Records excerpted from a collection
· · · · · · ·
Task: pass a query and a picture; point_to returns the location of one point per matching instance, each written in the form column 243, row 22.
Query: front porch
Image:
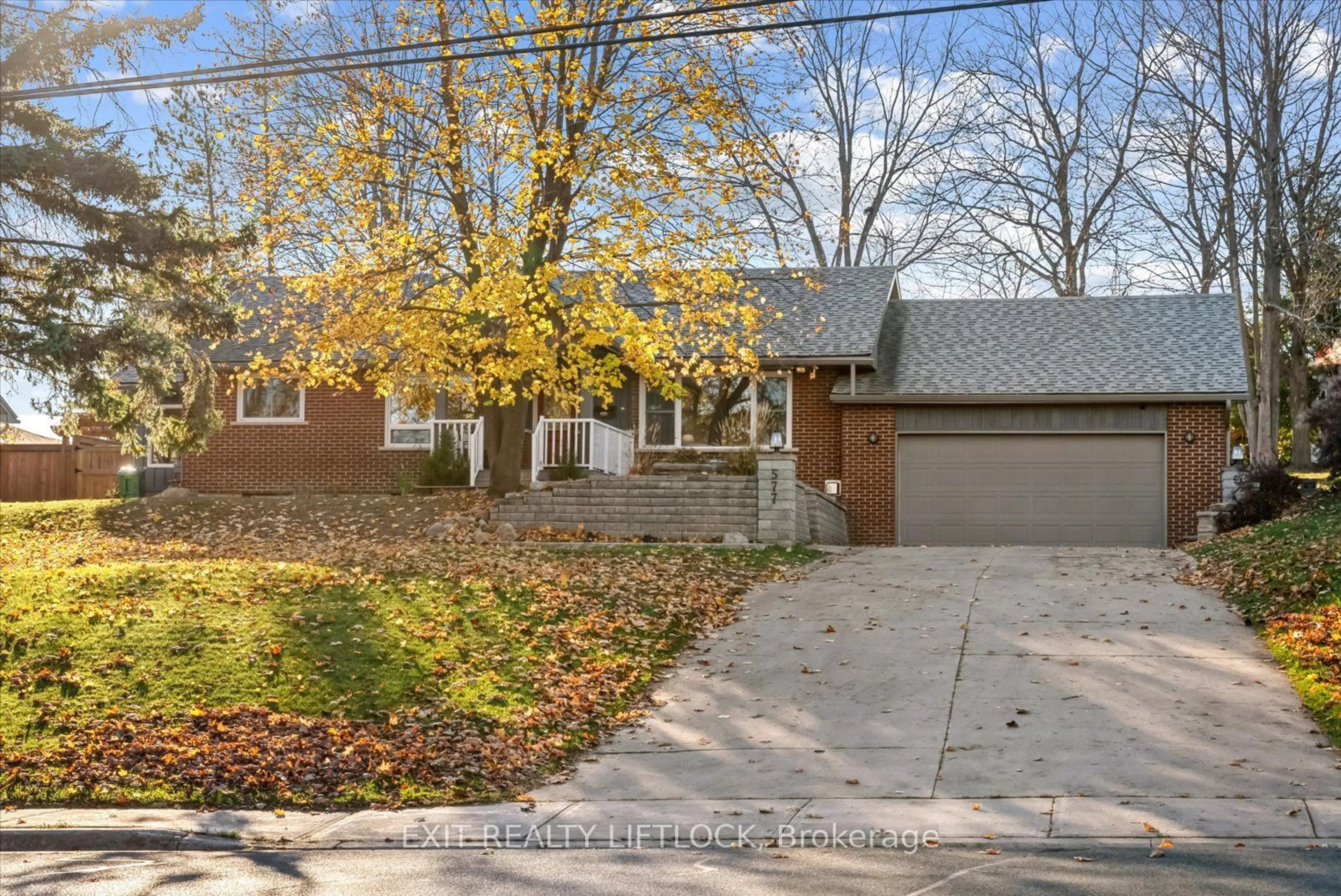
column 570, row 445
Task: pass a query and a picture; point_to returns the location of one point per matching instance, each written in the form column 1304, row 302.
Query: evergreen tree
column 98, row 273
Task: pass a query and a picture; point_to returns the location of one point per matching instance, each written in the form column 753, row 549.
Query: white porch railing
column 466, row 435
column 582, row 442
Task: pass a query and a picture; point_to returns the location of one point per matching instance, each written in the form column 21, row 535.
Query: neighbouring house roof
column 1150, row 346
column 15, row 436
column 829, row 314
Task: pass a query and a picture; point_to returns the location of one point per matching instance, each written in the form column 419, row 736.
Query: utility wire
column 432, row 45
column 141, row 84
column 22, row 8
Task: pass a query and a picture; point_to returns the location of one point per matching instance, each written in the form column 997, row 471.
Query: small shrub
column 1327, row 418
column 686, row 456
column 566, row 470
column 1274, row 493
column 741, row 463
column 446, row 465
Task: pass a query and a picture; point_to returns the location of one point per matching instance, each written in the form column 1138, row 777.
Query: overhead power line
column 289, row 72
column 427, row 45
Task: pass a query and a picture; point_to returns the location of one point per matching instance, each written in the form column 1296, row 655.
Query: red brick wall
column 338, row 448
column 1194, row 470
column 868, row 474
column 817, row 426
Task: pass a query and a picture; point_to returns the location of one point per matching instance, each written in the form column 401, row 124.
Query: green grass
column 522, row 652
column 1285, row 576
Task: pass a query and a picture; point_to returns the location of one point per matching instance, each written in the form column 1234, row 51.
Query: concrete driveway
column 974, row 674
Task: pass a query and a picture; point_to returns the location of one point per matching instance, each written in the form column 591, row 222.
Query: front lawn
column 321, row 651
column 1287, row 579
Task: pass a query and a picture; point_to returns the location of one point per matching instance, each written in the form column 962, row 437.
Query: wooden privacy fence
column 80, row 469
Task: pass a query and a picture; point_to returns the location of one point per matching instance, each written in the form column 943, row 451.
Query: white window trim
column 679, row 416
column 250, row 422
column 149, row 445
column 151, row 458
column 389, row 427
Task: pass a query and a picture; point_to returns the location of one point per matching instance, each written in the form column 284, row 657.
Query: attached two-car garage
column 997, row 486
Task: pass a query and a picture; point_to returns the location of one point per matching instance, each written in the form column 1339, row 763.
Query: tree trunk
column 1248, row 337
column 505, row 440
column 1301, row 451
column 1273, row 253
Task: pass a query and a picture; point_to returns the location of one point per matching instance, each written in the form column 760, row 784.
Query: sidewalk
column 698, row 823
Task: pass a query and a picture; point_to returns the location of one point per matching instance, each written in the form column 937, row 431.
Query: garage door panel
column 1026, row 489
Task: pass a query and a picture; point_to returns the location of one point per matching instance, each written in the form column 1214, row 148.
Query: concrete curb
column 49, row 840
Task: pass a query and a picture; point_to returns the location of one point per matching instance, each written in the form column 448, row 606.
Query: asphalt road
column 1187, row 871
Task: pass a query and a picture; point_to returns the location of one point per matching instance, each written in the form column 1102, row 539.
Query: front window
column 773, row 405
column 271, row 402
column 659, row 416
column 715, row 412
column 719, row 412
column 407, row 426
column 156, row 456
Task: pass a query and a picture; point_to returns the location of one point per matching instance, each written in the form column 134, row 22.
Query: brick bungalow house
column 1083, row 420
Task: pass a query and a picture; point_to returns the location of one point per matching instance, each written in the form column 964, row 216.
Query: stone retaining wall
column 771, row 507
column 668, row 507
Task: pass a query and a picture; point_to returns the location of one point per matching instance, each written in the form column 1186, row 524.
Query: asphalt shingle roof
column 259, row 294
column 1100, row 346
column 828, row 313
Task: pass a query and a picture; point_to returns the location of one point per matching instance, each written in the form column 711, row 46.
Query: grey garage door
column 1023, row 489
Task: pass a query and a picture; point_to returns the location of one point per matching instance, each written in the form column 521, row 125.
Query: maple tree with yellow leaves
column 481, row 219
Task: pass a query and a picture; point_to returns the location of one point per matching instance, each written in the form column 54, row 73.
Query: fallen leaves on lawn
column 607, row 620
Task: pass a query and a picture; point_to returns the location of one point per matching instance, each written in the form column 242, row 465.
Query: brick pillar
column 778, row 497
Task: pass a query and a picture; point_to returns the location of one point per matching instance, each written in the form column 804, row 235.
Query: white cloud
column 297, row 8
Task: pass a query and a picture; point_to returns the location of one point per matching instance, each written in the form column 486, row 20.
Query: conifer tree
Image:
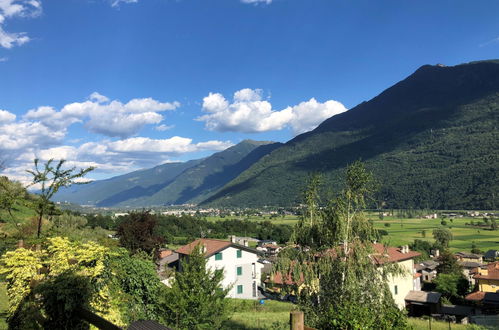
column 196, row 299
column 340, row 281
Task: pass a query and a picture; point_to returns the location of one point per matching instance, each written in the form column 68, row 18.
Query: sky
column 129, row 84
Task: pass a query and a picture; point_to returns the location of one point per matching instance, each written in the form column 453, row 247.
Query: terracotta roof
column 212, row 246
column 493, row 272
column 272, row 246
column 165, row 253
column 475, row 296
column 278, row 279
column 392, row 254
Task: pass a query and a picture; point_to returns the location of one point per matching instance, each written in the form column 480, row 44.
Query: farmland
column 403, row 231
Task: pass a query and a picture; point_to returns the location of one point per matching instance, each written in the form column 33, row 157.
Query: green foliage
column 442, row 237
column 451, row 285
column 196, row 299
column 46, row 286
column 137, row 233
column 411, row 137
column 343, row 288
column 51, row 179
column 448, row 264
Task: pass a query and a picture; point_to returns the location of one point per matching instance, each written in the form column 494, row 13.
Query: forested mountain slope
column 431, row 140
column 172, row 183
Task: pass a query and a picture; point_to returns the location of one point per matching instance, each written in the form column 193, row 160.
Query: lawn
column 403, row 231
column 275, row 315
column 3, row 305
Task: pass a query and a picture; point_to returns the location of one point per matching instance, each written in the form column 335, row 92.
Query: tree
column 10, row 193
column 45, row 287
column 196, row 299
column 51, row 179
column 448, row 264
column 137, row 233
column 343, row 287
column 442, row 237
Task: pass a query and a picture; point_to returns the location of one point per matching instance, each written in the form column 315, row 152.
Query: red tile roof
column 475, row 296
column 391, row 254
column 212, row 246
column 165, row 253
column 493, row 272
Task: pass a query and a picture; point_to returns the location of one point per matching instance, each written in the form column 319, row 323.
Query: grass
column 249, row 314
column 405, row 231
column 402, row 231
column 3, row 305
column 272, row 314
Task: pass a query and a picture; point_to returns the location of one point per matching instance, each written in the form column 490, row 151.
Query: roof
column 423, row 297
column 213, row 246
column 475, row 296
column 147, row 325
column 470, row 264
column 277, row 278
column 468, row 255
column 485, row 297
column 491, row 254
column 165, row 253
column 493, row 272
column 392, row 254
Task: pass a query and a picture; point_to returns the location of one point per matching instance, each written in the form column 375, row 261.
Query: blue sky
column 123, row 85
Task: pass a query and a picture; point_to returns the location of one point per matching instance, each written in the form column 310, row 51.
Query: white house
column 242, row 270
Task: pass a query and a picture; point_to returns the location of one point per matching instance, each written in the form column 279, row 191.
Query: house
column 491, row 255
column 487, row 277
column 242, row 269
column 399, row 285
column 469, row 257
column 427, row 269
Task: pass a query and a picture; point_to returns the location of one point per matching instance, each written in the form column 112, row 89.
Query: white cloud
column 6, row 117
column 163, row 128
column 249, row 114
column 116, row 3
column 100, row 115
column 16, row 8
column 267, row 2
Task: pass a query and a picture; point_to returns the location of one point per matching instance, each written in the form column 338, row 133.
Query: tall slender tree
column 341, row 283
column 51, row 178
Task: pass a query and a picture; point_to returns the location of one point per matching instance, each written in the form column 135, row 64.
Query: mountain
column 172, row 183
column 431, row 141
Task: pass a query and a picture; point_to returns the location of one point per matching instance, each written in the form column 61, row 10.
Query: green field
column 403, row 231
column 275, row 315
column 3, row 306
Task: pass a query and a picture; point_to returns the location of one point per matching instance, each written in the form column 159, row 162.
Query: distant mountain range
column 171, row 183
column 431, row 141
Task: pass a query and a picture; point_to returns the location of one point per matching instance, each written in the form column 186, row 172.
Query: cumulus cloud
column 267, row 2
column 248, row 113
column 6, row 117
column 116, row 3
column 16, row 8
column 100, row 115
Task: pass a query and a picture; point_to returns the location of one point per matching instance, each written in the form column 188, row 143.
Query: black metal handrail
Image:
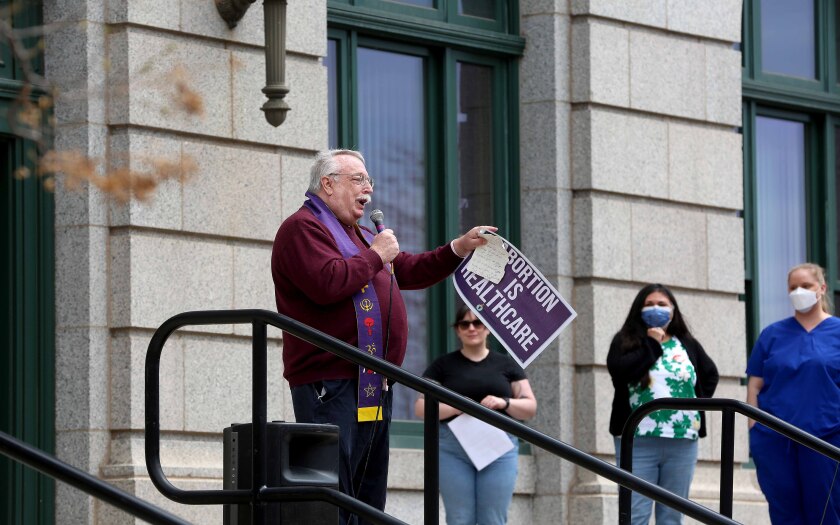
· · · · · · ·
Task statement: Render the lines between the one holding "401, row 124." and the one holding "column 974, row 674", inclusive, as a Markdown table with the columns No. and Text. Number each line and leave out any blank ones.

Output of the task:
| No. | Text |
|---|---|
| 1 | Task: pass a query and a picture; point_to returns the location of one point per matching instance, each written in the form column 401, row 124. |
| 2 | Query: green grass |
| 3 | column 522, row 652 |
| 4 | column 1285, row 576 |
| 5 | Task: pass a query and a picture; point_to returns the location of one point per matching instance, each written in the form column 1234, row 51. |
| 6 | Query: concrete driveway |
| 7 | column 974, row 674 |